RECORD SET:
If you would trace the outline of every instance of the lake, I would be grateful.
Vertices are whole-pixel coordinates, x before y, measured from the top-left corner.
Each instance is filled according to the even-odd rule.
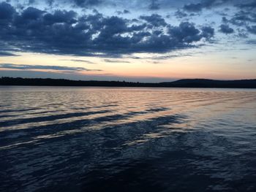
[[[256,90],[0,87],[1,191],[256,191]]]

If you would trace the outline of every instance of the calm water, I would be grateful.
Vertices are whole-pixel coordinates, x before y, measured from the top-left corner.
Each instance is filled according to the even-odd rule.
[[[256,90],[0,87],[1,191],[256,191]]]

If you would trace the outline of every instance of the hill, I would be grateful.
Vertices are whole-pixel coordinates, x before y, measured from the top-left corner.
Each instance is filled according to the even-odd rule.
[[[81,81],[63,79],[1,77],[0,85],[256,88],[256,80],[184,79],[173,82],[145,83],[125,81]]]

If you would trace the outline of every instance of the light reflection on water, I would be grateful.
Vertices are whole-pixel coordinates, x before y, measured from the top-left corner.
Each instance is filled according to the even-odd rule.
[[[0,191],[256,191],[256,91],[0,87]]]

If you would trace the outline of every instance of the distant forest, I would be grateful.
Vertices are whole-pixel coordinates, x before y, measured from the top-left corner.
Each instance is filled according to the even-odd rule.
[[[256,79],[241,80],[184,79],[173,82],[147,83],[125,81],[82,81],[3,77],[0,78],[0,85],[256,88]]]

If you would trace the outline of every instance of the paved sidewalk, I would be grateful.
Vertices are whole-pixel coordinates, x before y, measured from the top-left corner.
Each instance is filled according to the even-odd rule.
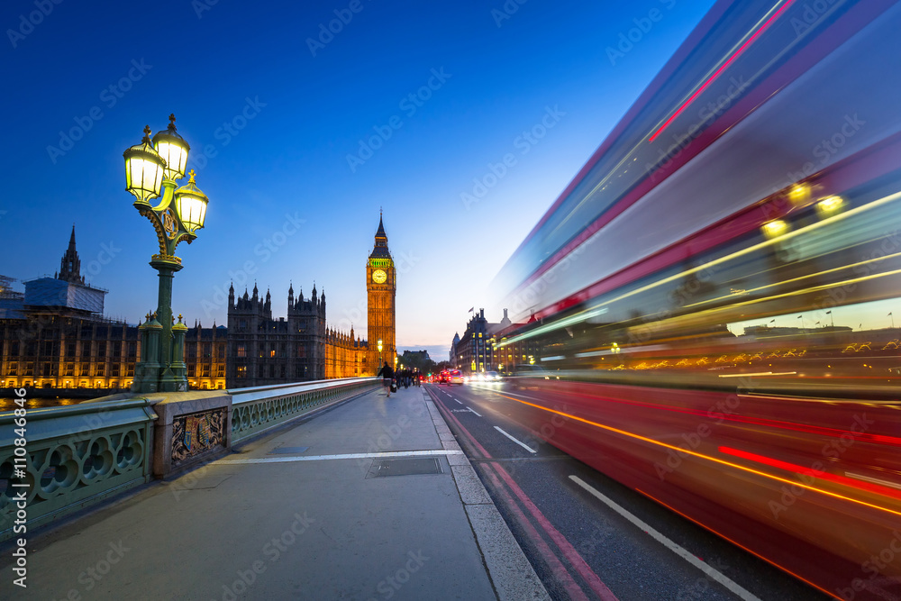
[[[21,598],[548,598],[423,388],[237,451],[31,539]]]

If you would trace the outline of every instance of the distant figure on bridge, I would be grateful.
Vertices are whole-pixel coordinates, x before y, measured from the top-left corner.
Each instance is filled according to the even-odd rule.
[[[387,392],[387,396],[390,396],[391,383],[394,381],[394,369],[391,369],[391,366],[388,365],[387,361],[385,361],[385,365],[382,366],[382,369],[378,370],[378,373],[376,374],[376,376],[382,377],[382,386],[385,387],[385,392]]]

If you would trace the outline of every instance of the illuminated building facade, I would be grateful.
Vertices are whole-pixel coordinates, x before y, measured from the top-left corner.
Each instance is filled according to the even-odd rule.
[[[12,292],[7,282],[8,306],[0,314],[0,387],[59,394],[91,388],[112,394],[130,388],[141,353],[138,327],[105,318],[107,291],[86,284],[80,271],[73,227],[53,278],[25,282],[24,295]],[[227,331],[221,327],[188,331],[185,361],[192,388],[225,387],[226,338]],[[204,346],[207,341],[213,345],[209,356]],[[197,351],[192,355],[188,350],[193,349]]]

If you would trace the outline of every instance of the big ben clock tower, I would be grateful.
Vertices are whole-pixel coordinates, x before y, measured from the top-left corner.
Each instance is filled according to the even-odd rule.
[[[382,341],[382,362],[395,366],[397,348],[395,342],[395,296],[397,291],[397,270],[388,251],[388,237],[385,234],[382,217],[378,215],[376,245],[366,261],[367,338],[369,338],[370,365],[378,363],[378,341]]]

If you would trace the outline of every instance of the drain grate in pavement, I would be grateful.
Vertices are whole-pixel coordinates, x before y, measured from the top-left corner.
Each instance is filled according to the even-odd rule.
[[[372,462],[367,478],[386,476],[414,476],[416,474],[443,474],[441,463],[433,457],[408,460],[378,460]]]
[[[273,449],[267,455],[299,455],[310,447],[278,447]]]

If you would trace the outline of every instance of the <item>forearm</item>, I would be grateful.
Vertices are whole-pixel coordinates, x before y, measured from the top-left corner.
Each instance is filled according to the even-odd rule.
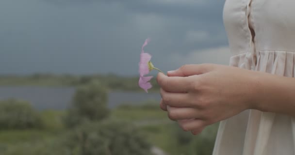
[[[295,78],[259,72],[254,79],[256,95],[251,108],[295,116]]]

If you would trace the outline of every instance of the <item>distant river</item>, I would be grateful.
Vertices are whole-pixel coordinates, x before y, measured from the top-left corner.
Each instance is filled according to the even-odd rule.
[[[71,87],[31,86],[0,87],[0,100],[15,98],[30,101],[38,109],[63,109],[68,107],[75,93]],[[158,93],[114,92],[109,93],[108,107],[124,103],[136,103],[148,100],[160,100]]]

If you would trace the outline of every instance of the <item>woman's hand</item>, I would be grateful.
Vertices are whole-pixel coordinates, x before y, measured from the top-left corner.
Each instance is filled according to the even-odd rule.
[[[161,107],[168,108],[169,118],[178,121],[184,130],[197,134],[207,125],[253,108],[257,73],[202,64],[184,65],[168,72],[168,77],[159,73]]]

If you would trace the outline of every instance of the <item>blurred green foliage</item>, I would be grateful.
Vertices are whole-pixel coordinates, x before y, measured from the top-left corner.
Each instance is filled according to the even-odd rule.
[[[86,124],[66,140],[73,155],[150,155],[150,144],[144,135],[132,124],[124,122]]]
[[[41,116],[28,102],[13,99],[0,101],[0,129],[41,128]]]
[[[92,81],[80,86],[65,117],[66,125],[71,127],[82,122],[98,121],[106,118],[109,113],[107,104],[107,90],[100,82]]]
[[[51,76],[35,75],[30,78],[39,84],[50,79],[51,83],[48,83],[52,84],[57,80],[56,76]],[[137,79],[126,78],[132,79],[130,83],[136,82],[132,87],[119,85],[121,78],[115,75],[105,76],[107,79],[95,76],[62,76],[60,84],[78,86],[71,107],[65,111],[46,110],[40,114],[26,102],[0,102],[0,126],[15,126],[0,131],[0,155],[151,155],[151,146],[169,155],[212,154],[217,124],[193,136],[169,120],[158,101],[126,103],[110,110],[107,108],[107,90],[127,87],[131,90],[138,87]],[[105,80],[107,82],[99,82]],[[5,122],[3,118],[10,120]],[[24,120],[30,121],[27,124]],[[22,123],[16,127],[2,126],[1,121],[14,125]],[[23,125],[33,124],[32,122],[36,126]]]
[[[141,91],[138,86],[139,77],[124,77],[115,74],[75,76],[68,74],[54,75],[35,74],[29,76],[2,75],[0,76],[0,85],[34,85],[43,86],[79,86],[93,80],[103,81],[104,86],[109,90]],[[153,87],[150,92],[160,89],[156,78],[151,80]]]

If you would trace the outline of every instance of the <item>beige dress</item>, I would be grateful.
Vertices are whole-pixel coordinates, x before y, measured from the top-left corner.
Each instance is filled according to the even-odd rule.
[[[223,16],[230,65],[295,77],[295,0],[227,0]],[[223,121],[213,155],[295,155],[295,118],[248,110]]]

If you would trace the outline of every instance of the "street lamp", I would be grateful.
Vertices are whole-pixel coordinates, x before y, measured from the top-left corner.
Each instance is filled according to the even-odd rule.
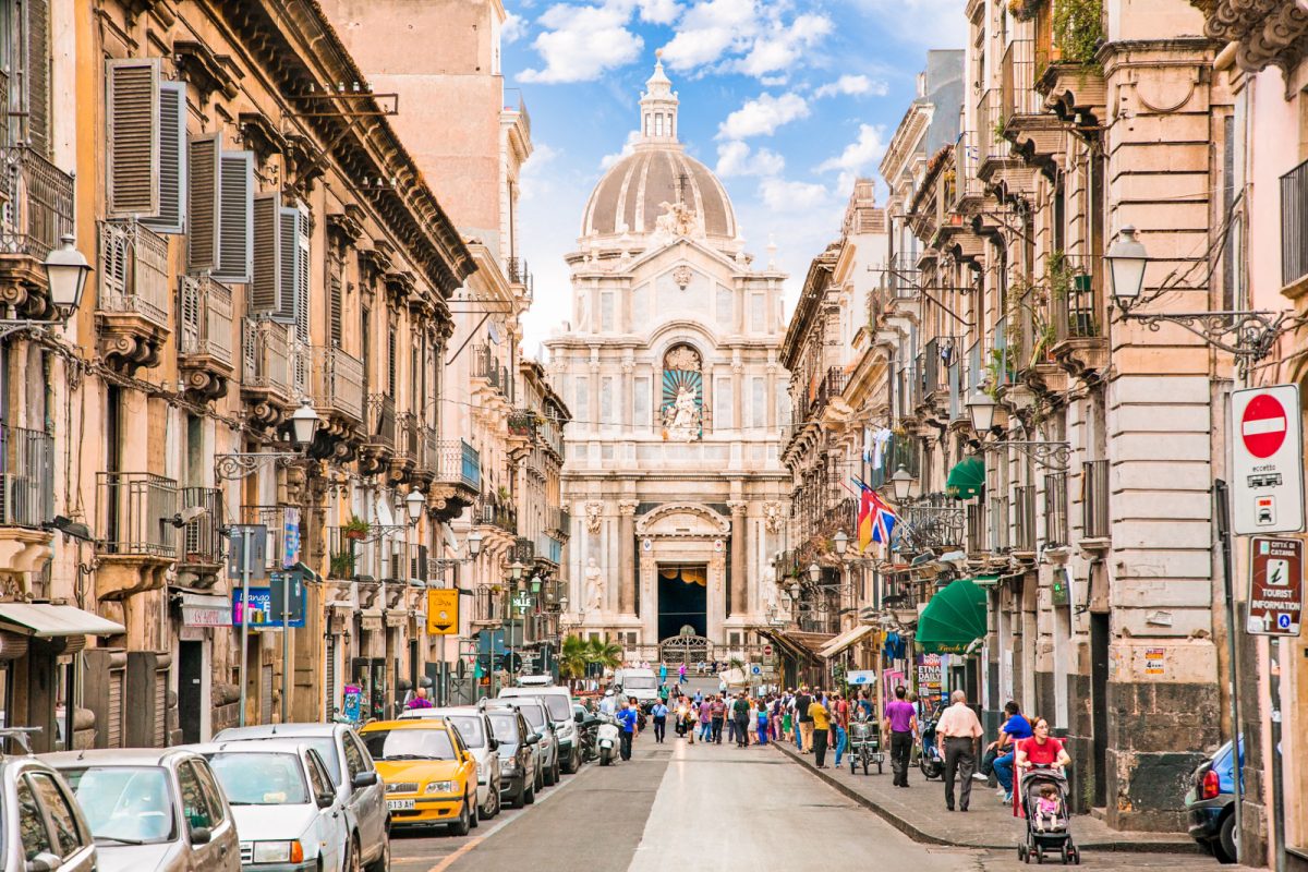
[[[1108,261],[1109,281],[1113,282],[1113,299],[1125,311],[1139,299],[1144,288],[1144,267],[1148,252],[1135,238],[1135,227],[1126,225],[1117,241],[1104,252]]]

INSTRUCTIONS TO FOLLOW: Copy out every line of the listing above word for word, leaving out the pictures.

ANSWER:
If you would trace the outline of every instance of the lake, I would be grateful.
Vertices are whole-pixel coordinates, x before y, measured from the top-left corner.
Each instance is filled according to the even-odd rule.
[[[256,90],[0,87],[1,191],[256,191]]]

If you would trace the outline of every instance of the calm water, I would be grateful.
Vertices are whole-pixel coordinates, x before y, measured from the top-left corner.
Each instance is filled according to the even-odd rule.
[[[256,90],[0,87],[1,191],[256,191]]]

If you would trace the outline of every instance of the hill, I would be grateful.
Vertices are whole-pixel coordinates, x before y, measured from the top-left corner.
Each instance is filled according to the even-odd rule.
[[[81,81],[63,79],[1,77],[0,85],[256,88],[256,80],[184,79],[173,82],[145,83],[125,81]]]

If you would trace the outline of every instance of the light reflection on water, I would be grateful.
Vertices are whole-pixel coordinates, x before y, measured from the top-left corner.
Each instance is filled according to the even-odd rule.
[[[0,191],[256,191],[256,91],[0,87]]]

If you would trace the outline of every instance of the distant forest, I would be grateful.
Vertices are whole-pixel coordinates, x before y, measured from the top-left corner.
Each instance is filled according to the even-odd rule.
[[[256,79],[241,80],[184,79],[173,82],[147,83],[125,81],[82,81],[3,77],[0,78],[0,85],[256,88]]]

If you would trace the outline of every instance of the paved sidewalk, I would be grateful.
Vertices are whole-pixel coordinates, x before y, measured from the top-left corner.
Each instance is filled according to the even-odd rule.
[[[21,598],[548,598],[423,388],[237,451],[31,539]]]

If you would trace the outline of every instance of the distant figure on bridge, I would be grateful.
Vertices are whole-pixel coordinates, x before y, measured from the top-left corner.
Each instance is filled according to the even-odd rule.
[[[387,392],[387,396],[390,396],[391,383],[394,381],[394,369],[391,369],[391,366],[388,365],[387,361],[385,361],[385,365],[382,366],[382,369],[378,370],[378,373],[376,374],[376,376],[382,377],[382,386],[385,387],[385,392]]]

If you would trace the outline of every instance of the illuminated building facade, I would be grateful.
Vertices are whole-pixel coordinates, x before y, measured from the top-left corner.
Each instance is filled according to the even-odd rule.
[[[12,292],[7,282],[8,306],[0,314],[0,387],[59,394],[91,388],[112,394],[130,388],[141,353],[138,327],[105,318],[107,291],[86,284],[80,271],[73,227],[53,278],[25,282],[24,295]],[[227,331],[221,327],[188,331],[185,361],[192,388],[225,387],[226,338]],[[204,346],[207,341],[213,345],[209,356]],[[197,351],[192,355],[188,350],[193,349]]]

If you would trace the outline of every instance of the big ben clock tower, I would be grateful.
Vertices are whole-pixel coordinates, x before y, measured from the top-left corner.
Each instance is filled according to the even-odd rule.
[[[382,341],[382,362],[395,366],[397,348],[395,342],[395,296],[397,291],[397,270],[388,251],[388,237],[385,234],[382,217],[378,215],[376,245],[366,261],[367,338],[369,338],[370,365],[378,363],[378,341]]]

If you would trace the outline of every instance of the drain grate in pavement, I would be grateful.
Vertices are whole-pixel coordinates, x before y, measured from the top-left corner.
Each instance is filled according to the even-odd rule.
[[[372,462],[367,478],[386,476],[414,476],[416,474],[443,474],[441,463],[433,457],[408,460],[378,460]]]
[[[273,449],[267,455],[299,455],[310,447],[278,447]]]

If you would trace the outline of every instance of the <item>forearm</item>, I would be grateful.
Vertices are whole-pixel coordinates, x before y, measured from the top-left corner.
Each instance is filled according to the even-odd rule.
[[[295,78],[259,72],[254,79],[256,95],[251,108],[295,116]]]

If you would trace the outline of every instance of the <item>distant river</item>, I would be grateful.
Vertices are whole-pixel coordinates, x before y, measured from the top-left corner.
Each instance is filled according to the even-odd rule.
[[[71,87],[31,86],[0,87],[0,100],[15,98],[30,101],[38,109],[63,109],[68,107],[75,93]],[[158,93],[114,92],[109,93],[108,107],[124,103],[136,103],[148,100],[160,100]]]

If you would trace the outline of every instance of the <item>woman's hand</item>, I would be grateful.
Vertices are whole-pixel coordinates, x before y, measured from the top-left corner.
Each instance is filled according to the even-odd rule.
[[[161,107],[168,108],[169,118],[178,121],[184,130],[197,134],[207,125],[253,108],[257,73],[202,64],[184,65],[168,72],[168,77],[159,73]]]

If you would trace the outline of every instance of the <item>blurred green foliage</item>, I would be grateful.
Vertices are whole-pixel coordinates, x before y, measured from the top-left corner.
Each instance is filled according to the even-odd rule.
[[[86,124],[66,140],[73,155],[150,155],[150,144],[144,135],[132,124],[124,122]]]
[[[41,116],[28,102],[13,99],[0,101],[0,129],[41,128]]]
[[[92,81],[80,86],[65,117],[66,125],[71,127],[82,122],[98,121],[106,118],[109,113],[107,104],[107,90],[100,82]]]
[[[51,76],[35,75],[30,78],[39,84],[50,79],[51,83],[48,83],[52,84],[57,80],[56,76]],[[137,79],[126,78],[132,79],[130,83],[136,82],[132,87],[119,85],[121,78],[115,75],[105,76],[107,79],[95,76],[62,76],[60,84],[78,86],[71,107],[65,111],[46,110],[40,114],[26,102],[0,102],[0,126],[15,126],[0,131],[0,155],[151,155],[151,146],[169,155],[212,154],[217,124],[193,136],[169,120],[158,101],[126,103],[110,110],[107,108],[107,90],[127,87],[131,90],[138,87]],[[105,80],[107,82],[99,82]],[[5,122],[3,118],[10,120]],[[24,120],[30,121],[27,124]],[[22,123],[16,127],[2,126],[1,121],[14,125]],[[23,125],[33,124],[32,122],[36,126]]]
[[[141,91],[138,86],[139,77],[124,77],[115,74],[75,76],[68,74],[54,75],[35,74],[29,76],[2,75],[0,76],[0,85],[34,85],[43,86],[79,86],[93,80],[103,81],[104,86],[109,90]],[[153,87],[150,92],[160,89],[156,78],[151,80]]]

If you would trace the outline of every instance of the <item>beige dress</item>, I would be grateful.
Vertices are whole-pixel coordinates, x before y, measured from the top-left corner.
Each instance is filled according to the even-odd rule.
[[[223,16],[230,65],[295,77],[295,0],[227,0]],[[223,121],[213,155],[295,155],[295,118],[248,110]]]

If you would trace the outline of every instance of the "street lamp", I would be grateful.
Vertices are whole-pixel coordinates, x before y, measured from the top-left corner.
Each instance is filled according to the even-odd rule.
[[[1108,261],[1109,281],[1113,282],[1113,299],[1125,311],[1139,299],[1144,288],[1144,267],[1148,252],[1135,238],[1135,227],[1126,225],[1117,241],[1104,252]]]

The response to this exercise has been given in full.